"""

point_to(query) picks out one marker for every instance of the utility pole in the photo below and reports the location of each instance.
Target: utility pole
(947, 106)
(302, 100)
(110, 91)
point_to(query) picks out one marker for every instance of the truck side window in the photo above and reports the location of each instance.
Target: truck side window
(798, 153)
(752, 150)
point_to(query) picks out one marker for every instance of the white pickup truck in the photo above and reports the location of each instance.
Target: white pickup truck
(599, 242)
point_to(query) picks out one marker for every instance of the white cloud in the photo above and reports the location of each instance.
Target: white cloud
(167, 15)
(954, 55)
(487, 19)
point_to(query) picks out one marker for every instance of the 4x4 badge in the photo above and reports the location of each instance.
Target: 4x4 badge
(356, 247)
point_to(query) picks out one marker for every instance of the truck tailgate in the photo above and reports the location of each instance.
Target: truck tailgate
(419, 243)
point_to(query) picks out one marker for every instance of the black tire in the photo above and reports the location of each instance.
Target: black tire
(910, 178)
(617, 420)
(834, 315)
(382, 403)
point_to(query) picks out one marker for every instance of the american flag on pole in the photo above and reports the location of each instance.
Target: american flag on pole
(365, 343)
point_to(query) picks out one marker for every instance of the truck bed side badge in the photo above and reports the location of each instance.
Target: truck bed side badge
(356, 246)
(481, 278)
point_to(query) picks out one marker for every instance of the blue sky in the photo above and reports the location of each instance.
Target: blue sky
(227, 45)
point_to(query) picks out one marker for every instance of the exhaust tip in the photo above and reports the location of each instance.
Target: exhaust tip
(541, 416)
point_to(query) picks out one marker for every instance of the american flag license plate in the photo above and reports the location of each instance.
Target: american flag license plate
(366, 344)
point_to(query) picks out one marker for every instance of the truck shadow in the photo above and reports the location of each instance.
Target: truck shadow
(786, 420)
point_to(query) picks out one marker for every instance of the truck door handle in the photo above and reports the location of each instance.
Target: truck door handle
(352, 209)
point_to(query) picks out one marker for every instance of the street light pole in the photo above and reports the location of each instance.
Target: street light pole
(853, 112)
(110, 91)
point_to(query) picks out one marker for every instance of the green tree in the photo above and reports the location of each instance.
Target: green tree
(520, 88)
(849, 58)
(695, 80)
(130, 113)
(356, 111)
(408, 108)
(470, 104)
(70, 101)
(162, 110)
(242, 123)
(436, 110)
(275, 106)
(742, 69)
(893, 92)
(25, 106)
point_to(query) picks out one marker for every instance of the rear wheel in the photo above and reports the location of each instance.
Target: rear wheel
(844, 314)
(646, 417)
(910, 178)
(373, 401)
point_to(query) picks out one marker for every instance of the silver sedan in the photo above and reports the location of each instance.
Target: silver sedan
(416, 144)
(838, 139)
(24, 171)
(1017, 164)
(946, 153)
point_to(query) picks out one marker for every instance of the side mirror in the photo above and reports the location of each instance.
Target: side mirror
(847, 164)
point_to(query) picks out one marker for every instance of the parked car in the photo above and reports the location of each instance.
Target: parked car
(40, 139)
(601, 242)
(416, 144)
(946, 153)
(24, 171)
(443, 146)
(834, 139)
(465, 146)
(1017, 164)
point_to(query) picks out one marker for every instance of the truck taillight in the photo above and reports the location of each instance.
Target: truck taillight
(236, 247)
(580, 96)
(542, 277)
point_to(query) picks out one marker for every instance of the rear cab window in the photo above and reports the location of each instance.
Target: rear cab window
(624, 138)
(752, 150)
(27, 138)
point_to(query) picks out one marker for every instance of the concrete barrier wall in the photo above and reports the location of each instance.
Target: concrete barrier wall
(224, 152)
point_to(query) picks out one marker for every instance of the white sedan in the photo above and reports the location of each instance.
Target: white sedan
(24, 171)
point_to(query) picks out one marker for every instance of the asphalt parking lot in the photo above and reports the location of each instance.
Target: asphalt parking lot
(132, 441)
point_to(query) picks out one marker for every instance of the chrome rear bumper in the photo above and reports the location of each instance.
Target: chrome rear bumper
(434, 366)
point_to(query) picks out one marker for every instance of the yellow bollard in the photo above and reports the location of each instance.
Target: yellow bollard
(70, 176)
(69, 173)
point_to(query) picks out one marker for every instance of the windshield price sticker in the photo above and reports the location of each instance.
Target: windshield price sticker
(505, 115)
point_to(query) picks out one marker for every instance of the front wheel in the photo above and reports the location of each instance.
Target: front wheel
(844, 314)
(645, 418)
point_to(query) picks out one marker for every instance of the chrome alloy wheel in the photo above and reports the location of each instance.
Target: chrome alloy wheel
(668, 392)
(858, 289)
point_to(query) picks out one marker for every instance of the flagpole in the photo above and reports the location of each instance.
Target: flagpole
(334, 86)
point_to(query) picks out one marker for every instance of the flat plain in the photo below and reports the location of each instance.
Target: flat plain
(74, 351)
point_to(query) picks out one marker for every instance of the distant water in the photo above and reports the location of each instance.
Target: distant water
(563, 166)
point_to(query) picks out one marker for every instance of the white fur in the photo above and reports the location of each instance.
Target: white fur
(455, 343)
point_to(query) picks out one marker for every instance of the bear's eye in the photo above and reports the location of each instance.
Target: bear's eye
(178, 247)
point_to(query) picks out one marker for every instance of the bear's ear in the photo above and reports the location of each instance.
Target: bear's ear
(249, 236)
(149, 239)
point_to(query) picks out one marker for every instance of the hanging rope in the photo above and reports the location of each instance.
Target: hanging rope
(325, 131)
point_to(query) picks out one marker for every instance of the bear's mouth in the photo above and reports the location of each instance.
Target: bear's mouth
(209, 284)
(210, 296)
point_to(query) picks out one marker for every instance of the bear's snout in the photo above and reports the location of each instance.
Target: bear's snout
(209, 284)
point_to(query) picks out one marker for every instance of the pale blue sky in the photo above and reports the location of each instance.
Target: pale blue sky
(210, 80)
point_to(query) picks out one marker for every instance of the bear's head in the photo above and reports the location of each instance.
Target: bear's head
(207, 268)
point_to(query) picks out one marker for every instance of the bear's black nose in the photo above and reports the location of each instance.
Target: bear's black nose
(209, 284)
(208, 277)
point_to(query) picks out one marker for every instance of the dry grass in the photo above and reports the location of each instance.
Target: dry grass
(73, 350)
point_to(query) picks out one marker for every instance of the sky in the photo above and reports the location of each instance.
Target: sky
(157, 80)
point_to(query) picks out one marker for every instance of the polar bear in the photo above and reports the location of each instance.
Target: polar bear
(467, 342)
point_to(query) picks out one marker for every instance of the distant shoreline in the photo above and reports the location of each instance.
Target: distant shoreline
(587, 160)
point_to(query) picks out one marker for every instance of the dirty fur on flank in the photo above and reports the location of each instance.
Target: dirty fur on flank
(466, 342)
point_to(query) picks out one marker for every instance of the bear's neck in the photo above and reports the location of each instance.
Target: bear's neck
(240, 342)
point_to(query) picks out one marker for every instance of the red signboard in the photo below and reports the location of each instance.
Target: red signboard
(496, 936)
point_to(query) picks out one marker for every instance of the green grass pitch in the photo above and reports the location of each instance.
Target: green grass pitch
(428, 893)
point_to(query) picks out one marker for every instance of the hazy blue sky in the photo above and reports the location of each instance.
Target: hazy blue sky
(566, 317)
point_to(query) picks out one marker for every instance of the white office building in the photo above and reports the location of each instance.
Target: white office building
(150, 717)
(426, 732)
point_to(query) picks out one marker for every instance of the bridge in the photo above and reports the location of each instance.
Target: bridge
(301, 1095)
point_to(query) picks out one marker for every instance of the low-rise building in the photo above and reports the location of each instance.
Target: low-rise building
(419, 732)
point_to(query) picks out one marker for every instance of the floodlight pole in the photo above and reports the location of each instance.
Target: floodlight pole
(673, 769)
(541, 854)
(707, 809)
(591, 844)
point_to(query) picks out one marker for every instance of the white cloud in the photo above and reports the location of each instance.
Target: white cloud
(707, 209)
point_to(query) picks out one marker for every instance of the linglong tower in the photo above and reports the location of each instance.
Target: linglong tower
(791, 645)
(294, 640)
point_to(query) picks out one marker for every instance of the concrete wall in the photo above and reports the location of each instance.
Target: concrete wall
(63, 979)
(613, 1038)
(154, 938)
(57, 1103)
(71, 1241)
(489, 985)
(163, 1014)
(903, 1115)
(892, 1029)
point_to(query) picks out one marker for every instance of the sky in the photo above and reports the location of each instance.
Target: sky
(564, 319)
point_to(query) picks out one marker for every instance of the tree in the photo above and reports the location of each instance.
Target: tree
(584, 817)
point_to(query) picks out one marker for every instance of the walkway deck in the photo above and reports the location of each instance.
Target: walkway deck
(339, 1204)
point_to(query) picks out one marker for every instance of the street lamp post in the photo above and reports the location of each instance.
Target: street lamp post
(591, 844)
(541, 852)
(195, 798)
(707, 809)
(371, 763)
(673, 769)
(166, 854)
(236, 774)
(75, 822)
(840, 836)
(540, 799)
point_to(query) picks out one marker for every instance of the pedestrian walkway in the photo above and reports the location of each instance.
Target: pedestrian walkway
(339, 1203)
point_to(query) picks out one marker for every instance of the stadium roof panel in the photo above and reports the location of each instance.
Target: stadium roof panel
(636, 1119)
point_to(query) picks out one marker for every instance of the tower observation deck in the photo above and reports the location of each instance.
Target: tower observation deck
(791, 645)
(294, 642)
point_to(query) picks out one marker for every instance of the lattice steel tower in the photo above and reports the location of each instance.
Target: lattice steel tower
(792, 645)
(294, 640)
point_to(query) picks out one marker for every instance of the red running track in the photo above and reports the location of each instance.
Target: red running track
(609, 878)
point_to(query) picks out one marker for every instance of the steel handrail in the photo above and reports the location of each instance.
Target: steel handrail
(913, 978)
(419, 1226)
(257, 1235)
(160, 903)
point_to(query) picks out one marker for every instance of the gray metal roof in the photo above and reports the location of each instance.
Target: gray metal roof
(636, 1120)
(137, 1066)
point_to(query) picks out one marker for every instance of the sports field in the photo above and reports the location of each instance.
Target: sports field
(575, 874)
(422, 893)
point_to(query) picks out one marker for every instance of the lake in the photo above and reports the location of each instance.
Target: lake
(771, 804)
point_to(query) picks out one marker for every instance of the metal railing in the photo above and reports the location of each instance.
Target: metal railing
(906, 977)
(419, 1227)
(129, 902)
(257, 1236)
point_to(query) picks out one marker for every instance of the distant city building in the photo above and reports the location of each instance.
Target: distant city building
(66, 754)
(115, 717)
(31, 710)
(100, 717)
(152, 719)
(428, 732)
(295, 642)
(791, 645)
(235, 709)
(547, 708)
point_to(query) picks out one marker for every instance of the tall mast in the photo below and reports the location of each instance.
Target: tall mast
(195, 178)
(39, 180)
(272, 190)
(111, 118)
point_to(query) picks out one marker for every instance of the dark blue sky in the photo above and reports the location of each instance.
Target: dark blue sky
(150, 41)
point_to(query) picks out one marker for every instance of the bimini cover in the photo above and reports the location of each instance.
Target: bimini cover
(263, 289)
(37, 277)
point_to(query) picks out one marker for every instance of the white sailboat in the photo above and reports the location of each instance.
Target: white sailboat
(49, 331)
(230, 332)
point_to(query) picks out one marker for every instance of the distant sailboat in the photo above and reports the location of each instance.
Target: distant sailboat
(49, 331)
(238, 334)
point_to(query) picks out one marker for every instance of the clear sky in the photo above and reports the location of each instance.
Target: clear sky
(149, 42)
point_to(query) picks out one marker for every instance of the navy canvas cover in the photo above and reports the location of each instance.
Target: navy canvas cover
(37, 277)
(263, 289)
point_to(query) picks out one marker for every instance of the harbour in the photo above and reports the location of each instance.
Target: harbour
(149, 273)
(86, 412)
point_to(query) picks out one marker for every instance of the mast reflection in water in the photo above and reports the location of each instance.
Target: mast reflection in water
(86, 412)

"""

:: Problem ::
Repeat exactly the lines from the one containing "of the tall" through the last line of the records above, both included, and nothing else.

:: Response to this exercise ::
point_to(query) picks out one marker for every instance of the tall mast in the photo below and reports the location of each instance.
Target: tall mast
(195, 178)
(39, 180)
(272, 190)
(111, 118)
point_to(query) picks out one marker for every instance of the dark blue sky in the photo above and reports the location of each instance.
Target: dark blue sky
(150, 41)
point_to(query) picks out one marker for every instance of the bimini cover in the photo above and reports the location of each instance.
Target: bimini cover
(263, 289)
(37, 277)
point_to(query) picks out one marker for every instance of the white sailboat in the photo above and reports the location of each instance.
Target: white sailboat
(49, 331)
(230, 332)
point_to(query) picks out one marker for every instance of the distant sailboat in the photo above and reports the location of each instance.
Target: distant sailboat
(49, 331)
(238, 334)
point_to(query) picks out one marker for every instance of the clear sky in the photo above and reports the location of each instance.
Target: clear sky
(149, 42)
point_to(query) picks out one marker for every instance of the navy canvas cover in the photo above and reports the location of each instance.
Target: navy canvas cover
(37, 277)
(263, 289)
point_to(query) picks out one marker for every instance of the harbour in the photo above and reports the location of each instance.
Target: harbour
(149, 273)
(86, 412)
point_to(query) picks out one marker for every instance of the mast reflection in water in the photo above and reports the location of each instance.
Target: mast reflection in water
(86, 412)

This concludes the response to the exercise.